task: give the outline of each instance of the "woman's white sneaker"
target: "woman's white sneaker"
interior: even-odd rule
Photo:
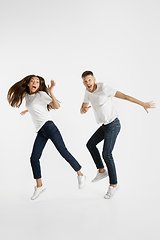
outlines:
[[[108,177],[108,172],[104,171],[103,173],[100,173],[99,170],[97,172],[96,177],[92,180],[92,182],[98,182],[99,180]]]
[[[110,199],[114,194],[115,192],[119,189],[119,185],[117,184],[116,187],[112,187],[112,186],[109,186],[108,188],[108,192],[104,195],[104,198],[105,199]]]
[[[86,183],[86,176],[77,176],[79,189],[83,188]]]
[[[39,195],[41,193],[43,193],[46,190],[45,186],[42,185],[42,187],[35,187],[33,196],[31,197],[32,200],[36,199],[37,197],[39,197]]]

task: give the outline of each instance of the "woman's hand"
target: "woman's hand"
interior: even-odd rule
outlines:
[[[51,86],[48,85],[48,92],[51,94],[53,88],[55,87],[56,83],[55,81],[51,80]]]
[[[55,98],[52,90],[55,87],[56,83],[55,81],[51,80],[51,86],[48,85],[48,93],[51,95],[52,102],[50,102],[49,105],[51,105],[52,108],[58,109],[60,107],[58,100]]]
[[[147,110],[148,108],[155,108],[156,106],[155,106],[155,103],[153,101],[151,101],[151,102],[145,102],[143,104],[143,107],[146,110],[146,112],[148,113],[148,110]]]
[[[21,116],[23,116],[23,115],[25,115],[27,112],[28,112],[28,110],[24,110],[24,111],[22,111],[20,114],[21,114]]]

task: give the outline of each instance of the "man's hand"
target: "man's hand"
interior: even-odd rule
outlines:
[[[89,110],[90,108],[91,108],[91,106],[81,108],[81,113],[86,113],[86,112],[88,112],[88,110]]]
[[[88,110],[91,108],[91,106],[88,107],[88,105],[89,105],[89,102],[88,103],[85,103],[85,102],[82,103],[82,106],[81,106],[81,109],[80,109],[81,114],[88,112]]]
[[[151,101],[151,102],[145,102],[143,104],[143,107],[146,110],[146,112],[148,113],[148,110],[147,110],[148,108],[155,108],[156,106],[155,106],[155,103],[153,101]]]

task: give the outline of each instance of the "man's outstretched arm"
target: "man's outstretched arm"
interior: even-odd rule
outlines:
[[[130,101],[130,102],[133,102],[133,103],[136,103],[136,104],[142,106],[146,110],[147,113],[148,113],[148,110],[147,110],[148,108],[155,108],[155,103],[153,103],[153,101],[151,101],[151,102],[142,102],[142,101],[140,101],[140,100],[138,100],[136,98],[128,96],[128,95],[126,95],[126,94],[124,94],[122,92],[119,92],[119,91],[116,92],[115,97],[123,99],[123,100]]]

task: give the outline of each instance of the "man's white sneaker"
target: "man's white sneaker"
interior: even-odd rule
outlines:
[[[111,198],[118,189],[119,189],[119,185],[118,184],[117,184],[116,187],[109,186],[108,192],[104,195],[104,198],[105,199]]]
[[[33,193],[33,196],[31,197],[32,200],[36,199],[37,197],[39,197],[39,195],[41,193],[43,193],[44,191],[46,190],[45,186],[42,185],[42,187],[35,187],[35,190],[34,190],[34,193]]]
[[[79,189],[83,188],[86,183],[86,176],[77,176]]]
[[[108,172],[107,172],[107,171],[104,171],[103,173],[100,173],[99,170],[98,170],[97,175],[96,175],[96,177],[92,180],[92,182],[93,182],[93,183],[94,183],[94,182],[97,182],[97,181],[99,181],[99,180],[101,180],[101,179],[103,179],[103,178],[106,178],[106,177],[108,177]]]

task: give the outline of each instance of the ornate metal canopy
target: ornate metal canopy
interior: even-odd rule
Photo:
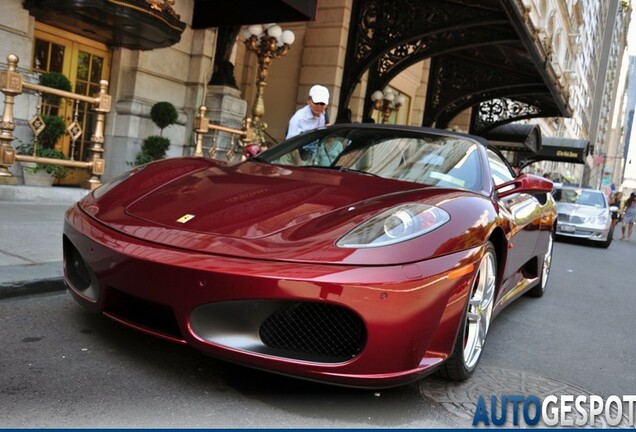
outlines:
[[[570,115],[523,10],[520,0],[354,0],[340,109],[365,72],[368,113],[373,91],[431,58],[425,126],[446,127],[470,107],[473,132]]]
[[[162,0],[24,0],[38,21],[113,47],[148,50],[174,45],[186,24]]]

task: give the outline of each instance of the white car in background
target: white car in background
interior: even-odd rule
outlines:
[[[608,248],[612,243],[611,212],[607,197],[596,189],[555,185],[552,196],[557,204],[556,235],[594,242]]]

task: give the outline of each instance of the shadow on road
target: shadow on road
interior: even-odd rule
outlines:
[[[377,391],[310,382],[219,361],[188,346],[135,332],[80,306],[73,308],[72,315],[81,337],[96,338],[99,346],[109,347],[115,362],[163,381],[187,383],[192,392],[245,397],[303,418],[352,426],[422,427],[427,418],[436,419],[433,425],[445,421],[436,411],[441,411],[439,407],[423,401],[417,382]]]

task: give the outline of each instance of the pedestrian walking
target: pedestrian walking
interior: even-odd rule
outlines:
[[[300,108],[289,120],[286,139],[295,137],[303,132],[324,127],[327,119],[325,112],[329,104],[329,90],[327,87],[315,85],[309,90],[307,105]]]
[[[610,198],[608,205],[610,207],[616,207],[616,211],[612,212],[612,228],[616,226],[616,223],[621,220],[621,204],[623,201],[623,193],[615,192]]]
[[[632,192],[625,201],[625,209],[623,212],[623,221],[621,223],[621,240],[625,240],[627,232],[627,240],[632,238],[632,230],[636,223],[636,192]]]

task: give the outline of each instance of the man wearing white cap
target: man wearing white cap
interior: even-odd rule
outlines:
[[[329,103],[327,87],[315,85],[309,90],[307,105],[296,111],[289,120],[289,128],[285,138],[295,137],[303,132],[324,127],[325,111]]]

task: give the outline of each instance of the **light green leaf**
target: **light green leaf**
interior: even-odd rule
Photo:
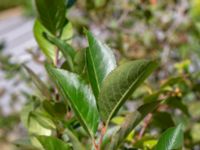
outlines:
[[[106,124],[156,67],[155,61],[137,60],[119,66],[108,75],[97,101],[100,115]]]
[[[120,129],[113,134],[110,150],[115,150],[126,139],[130,132],[146,117],[157,108],[161,101],[154,101],[140,106],[136,112],[128,114],[121,124]]]
[[[67,136],[69,137],[70,142],[73,145],[73,149],[85,150],[84,146],[80,143],[79,139],[74,135],[74,133],[72,131],[70,131],[69,129],[66,128],[64,133],[67,134]]]
[[[66,23],[65,0],[35,0],[38,19],[53,35],[60,34]]]
[[[38,20],[35,20],[33,32],[42,52],[49,60],[54,60],[56,47],[47,41],[43,36],[43,33],[47,33],[48,35],[52,34]]]
[[[70,44],[72,41],[71,39],[73,37],[73,34],[74,34],[73,26],[72,26],[71,22],[68,22],[62,30],[62,35],[61,35],[60,39],[63,41],[66,41],[67,43]]]
[[[37,136],[44,150],[71,150],[70,146],[52,136]]]
[[[99,95],[102,81],[116,67],[112,50],[97,40],[91,32],[86,31],[89,48],[86,49],[86,60],[89,80],[95,97]]]
[[[48,135],[50,136],[52,131],[50,129],[42,126],[32,115],[31,113],[38,109],[38,101],[32,99],[32,101],[26,104],[21,111],[21,120],[28,133],[30,135]],[[30,137],[32,145],[37,148],[41,148],[40,143],[35,137]]]
[[[46,129],[55,129],[56,128],[56,126],[55,126],[54,122],[52,121],[51,117],[48,116],[48,114],[44,110],[38,109],[36,111],[31,112],[30,115],[41,126],[43,126]]]
[[[182,125],[169,128],[160,137],[155,150],[172,150],[178,149],[183,145]]]
[[[62,69],[46,65],[51,79],[57,85],[60,94],[71,104],[76,116],[86,131],[93,137],[97,131],[99,114],[95,97],[89,86],[80,76]]]
[[[33,83],[35,86],[39,89],[42,95],[45,96],[45,98],[50,99],[51,93],[49,92],[48,87],[45,85],[45,83],[27,66],[24,65],[24,68],[28,72],[29,76],[33,80]]]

++++++++

**Work item:**
Check each line of the data above for the string "outstretched", then report how many lines have it, with no other words.

**Answer section:**
2